→ ABOUT THIS TASK
Among the records, which lines include "blue"? List them.

Image-grounded pointing data
..............................

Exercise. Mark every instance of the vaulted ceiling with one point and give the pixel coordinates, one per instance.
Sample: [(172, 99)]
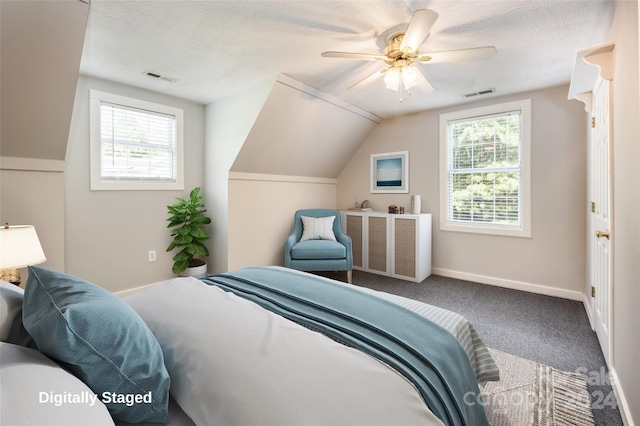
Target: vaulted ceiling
[(215, 48)]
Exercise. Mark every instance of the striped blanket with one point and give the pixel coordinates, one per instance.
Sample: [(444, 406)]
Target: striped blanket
[(481, 360), (423, 351)]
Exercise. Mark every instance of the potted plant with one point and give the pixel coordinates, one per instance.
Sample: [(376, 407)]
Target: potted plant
[(187, 218)]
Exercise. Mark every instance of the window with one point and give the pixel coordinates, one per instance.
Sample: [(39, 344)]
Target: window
[(484, 170), (134, 144)]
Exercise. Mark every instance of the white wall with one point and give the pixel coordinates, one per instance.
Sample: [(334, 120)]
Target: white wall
[(553, 260), (32, 193), (284, 158), (626, 208), (261, 214), (108, 234), (228, 121)]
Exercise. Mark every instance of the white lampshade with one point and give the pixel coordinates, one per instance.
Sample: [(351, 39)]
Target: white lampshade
[(392, 79), (19, 247), (409, 77)]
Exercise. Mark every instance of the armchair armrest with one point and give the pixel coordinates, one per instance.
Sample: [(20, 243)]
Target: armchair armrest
[(291, 240)]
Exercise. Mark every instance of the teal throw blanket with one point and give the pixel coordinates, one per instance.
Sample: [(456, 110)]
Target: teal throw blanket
[(424, 352)]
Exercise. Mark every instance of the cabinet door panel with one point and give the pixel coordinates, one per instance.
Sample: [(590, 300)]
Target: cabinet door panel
[(354, 230), (378, 243), (405, 247)]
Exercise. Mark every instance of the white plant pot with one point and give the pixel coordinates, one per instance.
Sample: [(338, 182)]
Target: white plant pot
[(196, 271)]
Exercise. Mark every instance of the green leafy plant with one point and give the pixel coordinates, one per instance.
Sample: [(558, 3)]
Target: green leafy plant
[(187, 218)]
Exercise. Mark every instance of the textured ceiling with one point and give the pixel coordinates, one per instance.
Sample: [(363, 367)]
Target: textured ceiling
[(214, 48)]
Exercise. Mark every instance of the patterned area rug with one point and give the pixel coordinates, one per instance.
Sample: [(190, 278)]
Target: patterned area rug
[(530, 393)]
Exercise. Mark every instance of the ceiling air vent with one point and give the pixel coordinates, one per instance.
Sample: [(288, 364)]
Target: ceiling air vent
[(481, 92), (159, 76)]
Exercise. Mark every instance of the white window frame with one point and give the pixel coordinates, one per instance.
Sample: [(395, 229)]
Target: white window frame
[(523, 229), (96, 98)]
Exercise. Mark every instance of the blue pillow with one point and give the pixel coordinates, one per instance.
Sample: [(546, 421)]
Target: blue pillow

..............................

→ ANSWER TO THIS TASK
Exercise. Mark every instance of the blue pillow with one point and give the pixel coordinates, one per instance.
Target: blue pillow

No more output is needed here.